ACTION ITEM: Will you give the material below again, every line exactly as it is?

DATA SHOWN:
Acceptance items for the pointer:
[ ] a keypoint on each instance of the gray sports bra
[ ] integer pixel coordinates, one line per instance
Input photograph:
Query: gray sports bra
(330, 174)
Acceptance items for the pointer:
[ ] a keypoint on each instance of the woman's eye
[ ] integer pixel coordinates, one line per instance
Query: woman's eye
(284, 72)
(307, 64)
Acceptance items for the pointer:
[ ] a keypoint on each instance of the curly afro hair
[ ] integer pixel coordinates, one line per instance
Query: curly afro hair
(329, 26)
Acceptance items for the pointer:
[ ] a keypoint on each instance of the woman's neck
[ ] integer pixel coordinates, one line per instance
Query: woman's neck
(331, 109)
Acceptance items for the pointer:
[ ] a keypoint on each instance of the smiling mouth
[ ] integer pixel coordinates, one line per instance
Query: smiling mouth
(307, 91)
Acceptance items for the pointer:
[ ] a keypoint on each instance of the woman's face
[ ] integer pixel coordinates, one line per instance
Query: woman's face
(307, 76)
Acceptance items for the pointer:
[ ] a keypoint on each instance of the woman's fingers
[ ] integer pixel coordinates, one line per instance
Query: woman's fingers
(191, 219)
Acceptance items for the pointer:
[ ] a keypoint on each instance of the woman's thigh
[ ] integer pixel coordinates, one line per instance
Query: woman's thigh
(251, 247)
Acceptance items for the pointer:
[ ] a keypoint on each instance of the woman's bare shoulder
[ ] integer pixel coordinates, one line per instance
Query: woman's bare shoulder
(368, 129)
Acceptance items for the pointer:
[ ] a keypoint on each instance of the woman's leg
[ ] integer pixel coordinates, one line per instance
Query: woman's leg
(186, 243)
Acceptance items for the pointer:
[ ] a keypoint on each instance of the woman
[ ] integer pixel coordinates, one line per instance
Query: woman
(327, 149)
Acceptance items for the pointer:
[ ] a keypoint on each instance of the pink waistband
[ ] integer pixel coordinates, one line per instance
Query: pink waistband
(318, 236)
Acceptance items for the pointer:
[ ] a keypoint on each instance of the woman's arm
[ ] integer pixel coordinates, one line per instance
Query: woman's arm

WRITTEN SOLUTION:
Acceptance items for the pointer:
[ ] a keypoint on each instance of the gray sports bra
[ ] integer pixel coordinates, one line per instance
Input photograph:
Query: gray sports bra
(330, 174)
Acceptance items for the pointer:
[ ] a keypoint on each instance of the woman's eye
[ ] integer pixel coordinates, one line per instance
Query: woman's eye
(284, 72)
(307, 64)
Acceptance items for the pointer:
[ ] a keypoint on each instance of the curly afro hair
[ ] integer pixel coordinates, one line per instance
Query: curly afro hair
(329, 26)
Acceptance items for the pointer:
[ ] a keypoint on each instance of the woman's neck
[ ] integer pixel coordinates, one line per instance
Query: woman's neck
(331, 109)
Acceptance items for the pointer:
[ ] a keypoint on each instance of the smiling mouth
[ ] integer pixel coordinates, one line per instance
Query: smiling mouth
(307, 91)
Acceptance items for the pointer:
[ ] a keypoint on each instance of the woman's face
[ ] integer pixel coordinates, one line per instance
Query: woman's face
(307, 76)
Acceptance items for the pointer:
[ ] a keypoint on each instance of the woman's fingers
[ ] integer pixel coordinates, one line per instance
Query: woman's fingers
(191, 219)
Acceptance items for the pointer:
[ ] a keypoint on each instance of the woman's thigh
[ ] integer pixel coordinates, one line per instance
Query: woman's thigh
(251, 247)
Acceptance items for the pointer:
[ ] a keypoint on each instance of the woman's bare shoulder
[ ] integer pixel coordinates, one line per instance
Query: woman's bare shoulder
(368, 129)
Acceptance items for the pointer:
[ ] a keypoint on each instance of the woman's leg
[ ] integer pixel coordinates, one line per instance
Query: woman's leg
(186, 243)
Acceptance items for the pointer:
[ ] a keypoint on each instance of the woman
[ ] integer pixel coordinates, one line per instance
Query: woman
(327, 149)
Acceptance items for the pointer:
[ ] a keypoint on each instance of the pink waistband
[ ] integer pixel coordinates, one line per instance
Query: pink waistband
(318, 236)
Acceptance items for the pointer:
[ ] a keypoint on each instance of the woman's arm
[ ] integer pixel coordinates, one line per instance
Query: woman's arm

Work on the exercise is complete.